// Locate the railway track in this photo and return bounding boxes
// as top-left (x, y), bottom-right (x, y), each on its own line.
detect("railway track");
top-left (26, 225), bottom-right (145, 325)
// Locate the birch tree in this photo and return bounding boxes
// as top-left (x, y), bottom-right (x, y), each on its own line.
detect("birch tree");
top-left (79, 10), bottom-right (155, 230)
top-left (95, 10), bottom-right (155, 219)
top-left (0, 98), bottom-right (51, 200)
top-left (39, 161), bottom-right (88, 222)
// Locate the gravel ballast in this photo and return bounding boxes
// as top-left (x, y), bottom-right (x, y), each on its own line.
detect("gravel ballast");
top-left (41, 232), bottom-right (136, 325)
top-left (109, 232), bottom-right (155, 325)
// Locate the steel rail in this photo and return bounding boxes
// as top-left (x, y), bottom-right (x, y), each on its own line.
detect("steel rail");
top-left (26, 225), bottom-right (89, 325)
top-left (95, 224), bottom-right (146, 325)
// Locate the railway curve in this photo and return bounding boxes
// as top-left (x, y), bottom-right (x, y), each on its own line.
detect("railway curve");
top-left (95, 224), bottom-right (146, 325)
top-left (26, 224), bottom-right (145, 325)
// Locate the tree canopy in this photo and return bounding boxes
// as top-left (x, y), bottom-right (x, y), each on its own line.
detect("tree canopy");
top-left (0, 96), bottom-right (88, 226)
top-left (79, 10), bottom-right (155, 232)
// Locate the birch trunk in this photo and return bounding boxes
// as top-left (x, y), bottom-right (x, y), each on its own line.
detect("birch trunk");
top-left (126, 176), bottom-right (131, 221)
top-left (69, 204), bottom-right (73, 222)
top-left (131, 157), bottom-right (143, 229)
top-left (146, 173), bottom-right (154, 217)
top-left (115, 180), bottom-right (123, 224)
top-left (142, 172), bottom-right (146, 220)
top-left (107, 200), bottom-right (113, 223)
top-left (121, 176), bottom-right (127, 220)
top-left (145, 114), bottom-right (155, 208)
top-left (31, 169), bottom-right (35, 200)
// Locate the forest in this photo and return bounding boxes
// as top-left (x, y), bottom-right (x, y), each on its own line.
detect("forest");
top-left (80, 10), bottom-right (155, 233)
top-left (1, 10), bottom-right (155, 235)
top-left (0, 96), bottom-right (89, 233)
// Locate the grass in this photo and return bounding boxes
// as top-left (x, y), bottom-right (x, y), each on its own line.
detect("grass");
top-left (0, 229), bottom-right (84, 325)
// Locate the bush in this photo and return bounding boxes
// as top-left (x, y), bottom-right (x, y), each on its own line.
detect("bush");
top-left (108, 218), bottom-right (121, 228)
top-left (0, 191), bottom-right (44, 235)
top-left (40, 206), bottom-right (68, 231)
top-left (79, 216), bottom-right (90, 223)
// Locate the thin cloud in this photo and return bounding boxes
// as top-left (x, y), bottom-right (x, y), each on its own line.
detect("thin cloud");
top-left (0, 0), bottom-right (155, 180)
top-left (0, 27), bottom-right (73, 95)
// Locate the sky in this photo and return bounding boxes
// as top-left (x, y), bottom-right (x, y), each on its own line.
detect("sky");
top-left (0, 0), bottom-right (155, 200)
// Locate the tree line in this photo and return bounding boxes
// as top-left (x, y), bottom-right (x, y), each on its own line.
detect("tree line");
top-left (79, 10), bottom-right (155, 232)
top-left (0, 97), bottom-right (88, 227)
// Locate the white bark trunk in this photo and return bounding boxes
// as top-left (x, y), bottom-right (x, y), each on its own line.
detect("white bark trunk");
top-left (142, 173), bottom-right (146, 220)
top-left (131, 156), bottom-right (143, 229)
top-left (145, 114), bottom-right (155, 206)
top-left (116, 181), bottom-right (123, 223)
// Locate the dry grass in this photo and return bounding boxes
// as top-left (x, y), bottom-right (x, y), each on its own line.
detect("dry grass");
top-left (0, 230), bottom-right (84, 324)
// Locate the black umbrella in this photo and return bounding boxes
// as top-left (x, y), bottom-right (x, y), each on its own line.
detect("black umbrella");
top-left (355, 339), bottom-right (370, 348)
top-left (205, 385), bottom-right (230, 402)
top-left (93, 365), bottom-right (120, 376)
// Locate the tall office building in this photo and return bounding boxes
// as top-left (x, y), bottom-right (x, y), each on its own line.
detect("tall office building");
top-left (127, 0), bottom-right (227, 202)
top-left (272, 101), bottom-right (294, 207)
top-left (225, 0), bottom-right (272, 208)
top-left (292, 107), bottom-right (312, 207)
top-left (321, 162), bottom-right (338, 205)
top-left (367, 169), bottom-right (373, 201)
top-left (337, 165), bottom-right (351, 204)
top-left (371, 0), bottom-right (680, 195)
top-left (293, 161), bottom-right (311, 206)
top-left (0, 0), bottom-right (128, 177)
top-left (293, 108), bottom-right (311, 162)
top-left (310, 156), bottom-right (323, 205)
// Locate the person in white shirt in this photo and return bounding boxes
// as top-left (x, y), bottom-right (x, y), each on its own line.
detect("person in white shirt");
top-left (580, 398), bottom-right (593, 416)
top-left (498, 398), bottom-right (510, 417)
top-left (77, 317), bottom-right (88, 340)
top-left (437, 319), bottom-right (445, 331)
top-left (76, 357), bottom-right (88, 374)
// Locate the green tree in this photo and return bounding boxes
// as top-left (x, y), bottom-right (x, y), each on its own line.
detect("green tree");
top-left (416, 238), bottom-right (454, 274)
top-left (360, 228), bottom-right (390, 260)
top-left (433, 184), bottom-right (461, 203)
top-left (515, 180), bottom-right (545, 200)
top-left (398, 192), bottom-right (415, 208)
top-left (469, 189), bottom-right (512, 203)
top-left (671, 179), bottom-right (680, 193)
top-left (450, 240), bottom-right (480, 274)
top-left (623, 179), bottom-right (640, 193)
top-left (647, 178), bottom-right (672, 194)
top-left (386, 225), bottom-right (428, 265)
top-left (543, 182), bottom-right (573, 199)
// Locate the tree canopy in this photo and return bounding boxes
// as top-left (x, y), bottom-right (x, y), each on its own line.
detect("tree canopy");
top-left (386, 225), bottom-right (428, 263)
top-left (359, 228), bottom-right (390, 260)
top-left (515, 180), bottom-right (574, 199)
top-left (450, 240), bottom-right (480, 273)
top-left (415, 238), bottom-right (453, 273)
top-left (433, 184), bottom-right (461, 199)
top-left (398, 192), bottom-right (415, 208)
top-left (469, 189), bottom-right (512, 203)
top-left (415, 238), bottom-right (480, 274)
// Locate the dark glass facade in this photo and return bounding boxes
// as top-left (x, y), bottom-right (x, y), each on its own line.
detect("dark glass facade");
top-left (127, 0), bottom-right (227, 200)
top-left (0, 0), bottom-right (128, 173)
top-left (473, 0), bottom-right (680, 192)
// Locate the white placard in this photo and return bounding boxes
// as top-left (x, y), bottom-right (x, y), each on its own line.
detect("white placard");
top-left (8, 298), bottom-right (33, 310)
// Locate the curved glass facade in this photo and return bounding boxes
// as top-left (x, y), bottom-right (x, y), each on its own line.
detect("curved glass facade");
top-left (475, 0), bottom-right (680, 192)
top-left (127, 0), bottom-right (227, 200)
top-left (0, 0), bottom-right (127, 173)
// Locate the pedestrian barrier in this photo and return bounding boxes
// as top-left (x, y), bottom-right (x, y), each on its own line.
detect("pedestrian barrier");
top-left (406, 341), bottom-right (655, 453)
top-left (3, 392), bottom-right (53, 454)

WHAT YOU WILL DO:
Repeat all of the records, letter for letter.

WRITTEN RESPONSE:
// Locate the railway track in this photo and return bounding boxes
// as top-left (x, y), bottom-right (x, y), each on its own line.
detect("railway track");
top-left (26, 225), bottom-right (145, 325)
// Locate the birch tree in this photo and return bounding boxes
// as top-left (x, y), bottom-right (x, y), each on its own line.
detect("birch tree");
top-left (79, 10), bottom-right (155, 230)
top-left (95, 10), bottom-right (155, 219)
top-left (0, 98), bottom-right (51, 200)
top-left (39, 161), bottom-right (88, 222)
// Locate the gravel ballast in this photo and return bounding boxes
// as top-left (x, y), bottom-right (x, y), each on its own line.
detect("gravel ballast");
top-left (41, 232), bottom-right (136, 325)
top-left (109, 232), bottom-right (155, 325)
// Locate the steel rail in this photo and return bounding boxes
// as top-left (x, y), bottom-right (x, y), each on its own line.
detect("steel rail");
top-left (26, 225), bottom-right (89, 325)
top-left (95, 224), bottom-right (146, 325)
// Locate the railway curve in this photo and return bounding boxes
// as top-left (x, y), bottom-right (x, y), each on its own line.
detect("railway curve");
top-left (95, 224), bottom-right (146, 325)
top-left (26, 224), bottom-right (145, 325)
// Locate the tree canopy in this photo and return bounding boxes
// as top-left (x, y), bottom-right (x, y), each on its own line.
detect("tree canopy");
top-left (0, 96), bottom-right (88, 226)
top-left (79, 10), bottom-right (155, 232)
// Locate the birch trunk in this photo and return bounding boxes
// as top-left (x, y), bottom-right (x, y), each on its own line.
detect("birch trunk");
top-left (126, 176), bottom-right (131, 221)
top-left (69, 204), bottom-right (73, 222)
top-left (131, 157), bottom-right (143, 229)
top-left (146, 173), bottom-right (154, 217)
top-left (115, 180), bottom-right (123, 224)
top-left (142, 172), bottom-right (146, 220)
top-left (107, 200), bottom-right (113, 223)
top-left (121, 176), bottom-right (127, 220)
top-left (145, 114), bottom-right (155, 208)
top-left (31, 169), bottom-right (35, 200)
// Locate the forest in this photo and return bounding boxes
// as top-left (x, y), bottom-right (x, y), each on its own line.
detect("forest");
top-left (80, 10), bottom-right (155, 233)
top-left (1, 10), bottom-right (155, 235)
top-left (0, 96), bottom-right (89, 233)
// Locate the grass in this photo and return bounding boxes
// as top-left (x, y), bottom-right (x, y), each on its own line.
detect("grass");
top-left (0, 229), bottom-right (84, 325)
// Locate the bush in this photo and return bounding boxes
// as top-left (x, y), bottom-right (x, y), each on its own line.
detect("bush");
top-left (108, 218), bottom-right (121, 228)
top-left (0, 191), bottom-right (44, 235)
top-left (40, 206), bottom-right (68, 231)
top-left (79, 216), bottom-right (90, 223)
// Locate the thin cloud in this photo and return bounding boxes
// as top-left (x, y), bottom-right (x, y), each on its own line.
detect("thin cloud");
top-left (0, 0), bottom-right (155, 180)
top-left (0, 27), bottom-right (73, 95)
// Locate the sky in this photo and return bounding boxes
// as top-left (x, y), bottom-right (x, y), each on its own line.
detect("sky");
top-left (0, 0), bottom-right (155, 200)
// Locate the tree line in this photo and return bounding boxes
// as top-left (x, y), bottom-right (x, y), each on its own line.
detect("tree line");
top-left (79, 10), bottom-right (155, 232)
top-left (0, 97), bottom-right (88, 227)
// Locate the white bark trunk in this photo and return bounding boxes
// as top-left (x, y), bottom-right (x, y), each on its own line.
detect("white bark trunk");
top-left (142, 173), bottom-right (146, 220)
top-left (131, 156), bottom-right (143, 229)
top-left (145, 114), bottom-right (155, 206)
top-left (116, 181), bottom-right (123, 223)
// Locate the dry grass in this photo and return bounding boxes
// as top-left (x, y), bottom-right (x, y), each on its own line.
detect("dry grass");
top-left (0, 230), bottom-right (84, 324)
// Locate the black umbrella in this photo and return bounding boxes
// as top-left (x, y), bottom-right (x, y), each on its own line.
detect("black umbrella");
top-left (355, 339), bottom-right (370, 348)
top-left (205, 385), bottom-right (230, 402)
top-left (93, 365), bottom-right (120, 376)
// Locate the tall office building in this photo and return bounding boxes
// as top-left (x, y), bottom-right (x, y), each on its own line.
detect("tall office building");
top-left (127, 0), bottom-right (227, 202)
top-left (272, 101), bottom-right (294, 207)
top-left (225, 0), bottom-right (272, 208)
top-left (292, 107), bottom-right (312, 207)
top-left (321, 162), bottom-right (338, 205)
top-left (367, 169), bottom-right (373, 201)
top-left (337, 165), bottom-right (351, 204)
top-left (371, 0), bottom-right (680, 195)
top-left (293, 161), bottom-right (311, 206)
top-left (0, 0), bottom-right (128, 177)
top-left (293, 108), bottom-right (311, 162)
top-left (310, 156), bottom-right (323, 205)
// Locate the person in white shirt in this photo and return bounding boxes
// as top-left (x, y), bottom-right (x, y), each on its own line.
detect("person in white shirt");
top-left (580, 398), bottom-right (593, 416)
top-left (498, 398), bottom-right (510, 417)
top-left (77, 317), bottom-right (88, 340)
top-left (437, 319), bottom-right (445, 331)
top-left (76, 357), bottom-right (88, 374)
// Locate the green tree in this photo and return bounding boxes
// as top-left (x, y), bottom-right (x, y), each on its own line.
detect("green tree");
top-left (416, 238), bottom-right (454, 274)
top-left (360, 228), bottom-right (390, 260)
top-left (433, 184), bottom-right (461, 203)
top-left (515, 180), bottom-right (545, 200)
top-left (398, 192), bottom-right (415, 208)
top-left (469, 189), bottom-right (512, 203)
top-left (671, 179), bottom-right (680, 193)
top-left (450, 240), bottom-right (480, 274)
top-left (623, 179), bottom-right (640, 193)
top-left (647, 178), bottom-right (672, 194)
top-left (386, 225), bottom-right (428, 265)
top-left (543, 182), bottom-right (573, 199)
// Locate the tree canopy in this photo and return bounding boxes
// as top-left (x, y), bottom-right (x, y), each on its own line.
detect("tree canopy");
top-left (386, 225), bottom-right (428, 263)
top-left (359, 228), bottom-right (390, 260)
top-left (515, 180), bottom-right (574, 199)
top-left (450, 240), bottom-right (480, 273)
top-left (415, 238), bottom-right (453, 273)
top-left (433, 184), bottom-right (461, 199)
top-left (398, 192), bottom-right (415, 208)
top-left (469, 189), bottom-right (512, 203)
top-left (415, 238), bottom-right (480, 274)
// Locate the dark glass facade in this photo and return bounding boxes
// as top-left (x, y), bottom-right (x, y), each on its own line.
detect("dark glass facade");
top-left (127, 0), bottom-right (227, 200)
top-left (0, 0), bottom-right (128, 173)
top-left (473, 0), bottom-right (680, 192)
// Locate the white placard in this photo and return bounding boxes
// as top-left (x, y), bottom-right (x, y), each on its own line.
detect("white placard");
top-left (8, 298), bottom-right (33, 310)
// Locate the curved glass facade in this photo and return bounding boxes
// as top-left (x, y), bottom-right (x, y), each on its own line.
detect("curved glass facade");
top-left (475, 0), bottom-right (680, 192)
top-left (127, 0), bottom-right (227, 200)
top-left (0, 0), bottom-right (127, 173)
// Locate the pedestrian barrier in this photo and return bounding boxes
// as top-left (x, y), bottom-right (x, y), each on its own line.
detect("pedestrian barrier");
top-left (406, 341), bottom-right (655, 453)
top-left (3, 392), bottom-right (53, 454)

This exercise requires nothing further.